Directions for this task.
Please reproduce the records below character for character, beginning at the line that contains "Pinpoint wooden handrail." and stopping after the line that contains "183 253 213 267".

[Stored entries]

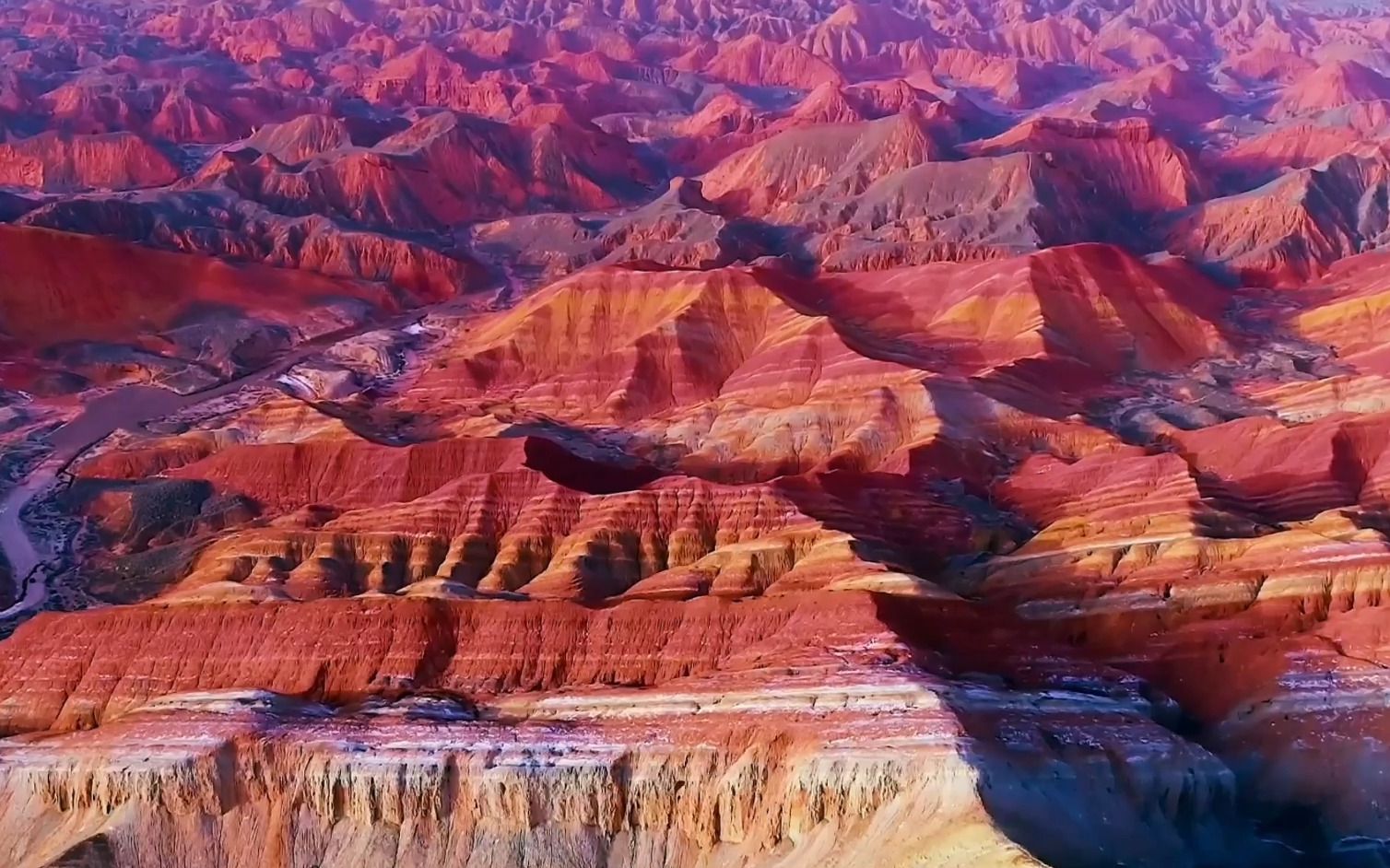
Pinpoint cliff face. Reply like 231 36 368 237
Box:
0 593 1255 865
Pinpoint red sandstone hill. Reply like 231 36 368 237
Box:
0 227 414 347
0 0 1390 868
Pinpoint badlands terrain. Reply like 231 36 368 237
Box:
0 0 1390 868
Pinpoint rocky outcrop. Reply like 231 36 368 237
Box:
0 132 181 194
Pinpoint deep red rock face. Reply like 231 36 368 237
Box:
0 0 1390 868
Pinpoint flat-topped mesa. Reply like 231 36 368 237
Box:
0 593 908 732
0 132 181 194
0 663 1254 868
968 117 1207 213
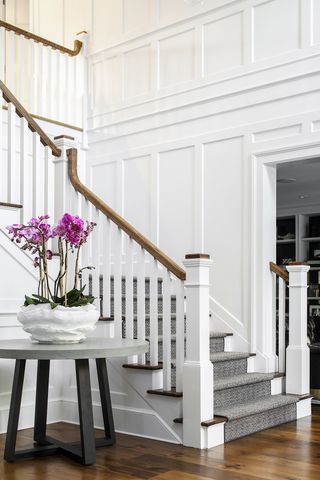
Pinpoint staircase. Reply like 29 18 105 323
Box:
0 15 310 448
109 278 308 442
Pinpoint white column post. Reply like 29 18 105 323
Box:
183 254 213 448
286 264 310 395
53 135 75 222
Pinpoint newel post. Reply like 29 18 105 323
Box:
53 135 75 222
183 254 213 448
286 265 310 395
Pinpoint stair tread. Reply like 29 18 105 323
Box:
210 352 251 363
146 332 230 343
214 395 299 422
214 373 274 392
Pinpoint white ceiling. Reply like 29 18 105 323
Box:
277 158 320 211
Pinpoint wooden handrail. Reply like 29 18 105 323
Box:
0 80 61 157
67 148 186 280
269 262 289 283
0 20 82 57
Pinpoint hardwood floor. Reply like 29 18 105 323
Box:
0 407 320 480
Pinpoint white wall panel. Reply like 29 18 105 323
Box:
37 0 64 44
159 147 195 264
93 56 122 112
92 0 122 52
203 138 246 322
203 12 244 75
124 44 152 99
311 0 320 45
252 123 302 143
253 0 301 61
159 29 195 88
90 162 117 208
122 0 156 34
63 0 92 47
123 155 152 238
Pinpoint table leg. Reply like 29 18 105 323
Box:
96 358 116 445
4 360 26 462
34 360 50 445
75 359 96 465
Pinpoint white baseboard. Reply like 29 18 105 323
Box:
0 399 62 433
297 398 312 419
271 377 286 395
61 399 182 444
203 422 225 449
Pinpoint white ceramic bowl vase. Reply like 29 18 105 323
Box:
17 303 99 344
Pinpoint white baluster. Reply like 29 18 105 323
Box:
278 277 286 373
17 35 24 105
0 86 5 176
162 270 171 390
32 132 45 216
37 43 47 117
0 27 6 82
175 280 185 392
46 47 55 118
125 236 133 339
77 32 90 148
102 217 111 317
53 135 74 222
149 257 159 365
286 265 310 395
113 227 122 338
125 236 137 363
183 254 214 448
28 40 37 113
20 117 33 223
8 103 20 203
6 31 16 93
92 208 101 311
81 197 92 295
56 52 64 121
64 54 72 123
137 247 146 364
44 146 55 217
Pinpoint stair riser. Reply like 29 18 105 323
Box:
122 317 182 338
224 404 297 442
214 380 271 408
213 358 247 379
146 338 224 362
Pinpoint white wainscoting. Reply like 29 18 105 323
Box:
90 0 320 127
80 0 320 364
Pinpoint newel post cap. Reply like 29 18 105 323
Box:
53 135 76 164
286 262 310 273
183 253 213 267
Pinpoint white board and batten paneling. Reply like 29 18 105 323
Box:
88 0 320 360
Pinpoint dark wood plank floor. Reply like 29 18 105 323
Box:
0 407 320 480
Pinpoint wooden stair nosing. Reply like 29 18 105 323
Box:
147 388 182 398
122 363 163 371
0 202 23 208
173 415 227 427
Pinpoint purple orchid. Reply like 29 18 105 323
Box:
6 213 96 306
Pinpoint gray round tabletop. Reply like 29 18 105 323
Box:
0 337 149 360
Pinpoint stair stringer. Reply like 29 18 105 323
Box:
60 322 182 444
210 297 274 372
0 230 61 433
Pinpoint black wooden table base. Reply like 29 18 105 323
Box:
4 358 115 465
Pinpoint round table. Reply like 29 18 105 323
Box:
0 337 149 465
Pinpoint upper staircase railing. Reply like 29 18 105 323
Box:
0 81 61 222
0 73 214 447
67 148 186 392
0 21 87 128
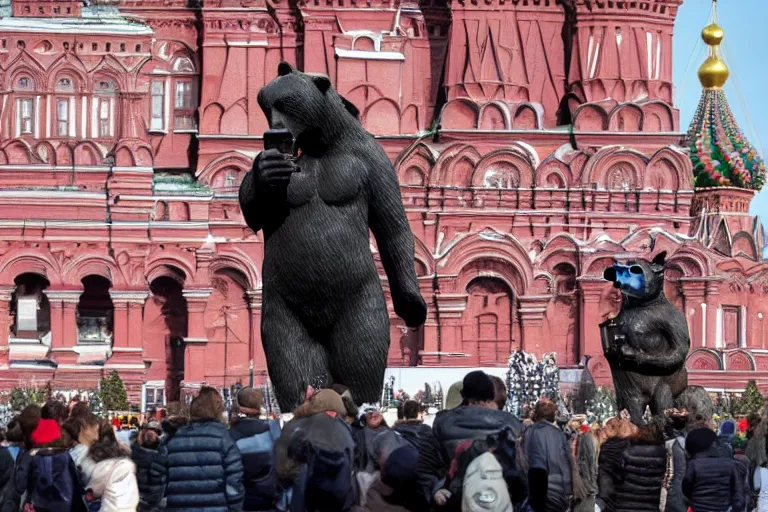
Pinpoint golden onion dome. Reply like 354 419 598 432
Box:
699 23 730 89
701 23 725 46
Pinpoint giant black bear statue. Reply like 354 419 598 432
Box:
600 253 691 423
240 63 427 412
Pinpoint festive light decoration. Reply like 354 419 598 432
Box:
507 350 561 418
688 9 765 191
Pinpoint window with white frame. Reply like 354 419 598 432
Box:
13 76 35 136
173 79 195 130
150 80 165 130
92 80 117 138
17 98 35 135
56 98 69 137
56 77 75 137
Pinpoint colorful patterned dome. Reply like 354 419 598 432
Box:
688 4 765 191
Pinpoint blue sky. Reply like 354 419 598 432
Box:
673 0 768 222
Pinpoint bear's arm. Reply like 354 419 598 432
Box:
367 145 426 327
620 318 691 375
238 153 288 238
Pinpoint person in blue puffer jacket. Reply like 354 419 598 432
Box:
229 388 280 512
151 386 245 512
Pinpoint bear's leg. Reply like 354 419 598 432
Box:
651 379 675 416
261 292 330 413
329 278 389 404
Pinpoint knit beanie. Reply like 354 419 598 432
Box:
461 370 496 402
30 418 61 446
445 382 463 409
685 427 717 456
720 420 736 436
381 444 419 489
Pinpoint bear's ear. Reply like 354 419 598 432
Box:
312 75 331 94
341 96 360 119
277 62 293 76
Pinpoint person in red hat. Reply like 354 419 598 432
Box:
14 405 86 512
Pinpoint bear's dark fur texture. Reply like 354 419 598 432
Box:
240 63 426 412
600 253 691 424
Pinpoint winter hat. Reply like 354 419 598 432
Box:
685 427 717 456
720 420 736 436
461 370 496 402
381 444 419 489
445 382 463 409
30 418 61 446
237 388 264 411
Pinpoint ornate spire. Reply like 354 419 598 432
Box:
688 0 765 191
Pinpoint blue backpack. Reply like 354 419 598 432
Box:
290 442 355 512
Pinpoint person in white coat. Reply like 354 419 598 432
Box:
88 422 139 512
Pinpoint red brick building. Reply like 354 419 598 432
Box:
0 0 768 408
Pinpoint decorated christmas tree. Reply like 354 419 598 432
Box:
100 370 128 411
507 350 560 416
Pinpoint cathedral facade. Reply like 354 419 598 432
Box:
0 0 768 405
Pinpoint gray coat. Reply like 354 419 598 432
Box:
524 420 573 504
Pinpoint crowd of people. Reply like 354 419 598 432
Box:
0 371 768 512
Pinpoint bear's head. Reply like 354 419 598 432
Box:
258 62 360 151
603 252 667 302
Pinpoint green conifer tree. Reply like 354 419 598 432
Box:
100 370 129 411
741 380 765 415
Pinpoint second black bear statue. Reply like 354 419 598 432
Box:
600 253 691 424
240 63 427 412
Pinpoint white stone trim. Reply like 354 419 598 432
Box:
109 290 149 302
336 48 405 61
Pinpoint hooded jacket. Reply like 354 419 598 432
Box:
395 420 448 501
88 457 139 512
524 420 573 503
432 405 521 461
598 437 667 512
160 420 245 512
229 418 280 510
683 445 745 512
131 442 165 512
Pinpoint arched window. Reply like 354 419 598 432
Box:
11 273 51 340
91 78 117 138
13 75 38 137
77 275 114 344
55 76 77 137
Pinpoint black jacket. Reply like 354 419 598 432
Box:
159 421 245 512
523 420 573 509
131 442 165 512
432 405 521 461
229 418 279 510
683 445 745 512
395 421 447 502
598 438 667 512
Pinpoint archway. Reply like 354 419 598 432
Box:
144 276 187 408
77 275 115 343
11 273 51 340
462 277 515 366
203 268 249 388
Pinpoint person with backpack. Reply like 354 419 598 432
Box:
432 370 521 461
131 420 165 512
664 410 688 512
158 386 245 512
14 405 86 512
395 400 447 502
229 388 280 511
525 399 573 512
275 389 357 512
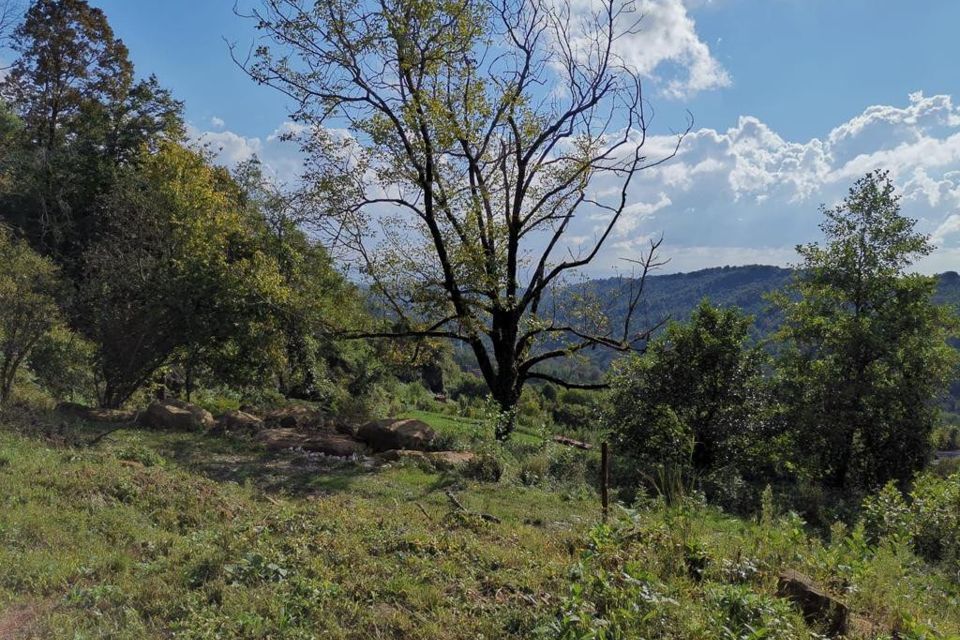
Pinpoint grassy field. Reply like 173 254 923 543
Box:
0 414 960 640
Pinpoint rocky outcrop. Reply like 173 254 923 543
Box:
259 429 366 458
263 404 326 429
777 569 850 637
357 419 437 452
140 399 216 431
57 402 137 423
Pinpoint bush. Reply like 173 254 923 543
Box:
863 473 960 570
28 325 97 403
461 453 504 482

Result of the exercise.
Pinpoint wooden handrail. Reply like 29 18 105 323
Box:
0 80 61 157
67 148 186 280
269 262 289 283
0 20 82 57
Pinpoint hardwood floor. Reply like 29 18 105 323
Box:
0 407 320 480
Pinpoint white wall panel. Reply like 29 18 105 323
Box:
37 0 64 44
159 147 195 264
93 56 122 112
92 0 122 52
203 138 246 322
203 12 244 75
124 44 152 99
311 0 320 45
252 123 302 143
253 0 301 61
159 29 195 88
90 162 117 208
122 0 156 34
63 0 92 47
123 155 152 238
Pinpoint table leg. Reply like 29 18 105 323
Box:
96 358 116 445
4 360 26 462
34 360 50 445
75 359 96 465
Pinpoint white baseboard. Reply like 29 18 105 323
Box:
0 399 62 433
297 398 312 419
271 377 286 395
61 399 182 444
203 422 225 449
Pinpoint white ceramic bowl vase. Reply like 29 18 105 323
Box:
17 303 99 344
Pinpoint white baluster. Reply like 29 18 105 323
Box:
278 277 286 373
17 35 24 105
0 86 5 176
162 270 171 390
32 132 45 216
37 43 47 117
0 27 6 82
175 280 185 392
46 47 55 118
125 236 133 339
77 32 90 148
102 217 111 317
53 135 74 222
149 257 159 365
286 265 310 395
113 227 122 338
125 236 137 363
183 254 214 448
28 40 37 113
20 117 33 223
8 103 20 203
6 31 16 93
92 208 101 311
81 197 92 295
56 52 64 121
64 54 72 123
137 247 146 364
44 146 55 217
Pinpoint stair riser. Reply like 29 18 105 323
Box:
122 317 182 338
224 404 297 442
214 380 271 408
213 358 247 379
146 338 224 362
Pinpoint white wainscoting. Reply like 29 18 105 323
Box:
90 0 320 127
80 0 320 364
Pinpoint newel post cap. Reply like 29 18 105 323
Box:
53 135 76 164
286 262 310 273
183 253 213 267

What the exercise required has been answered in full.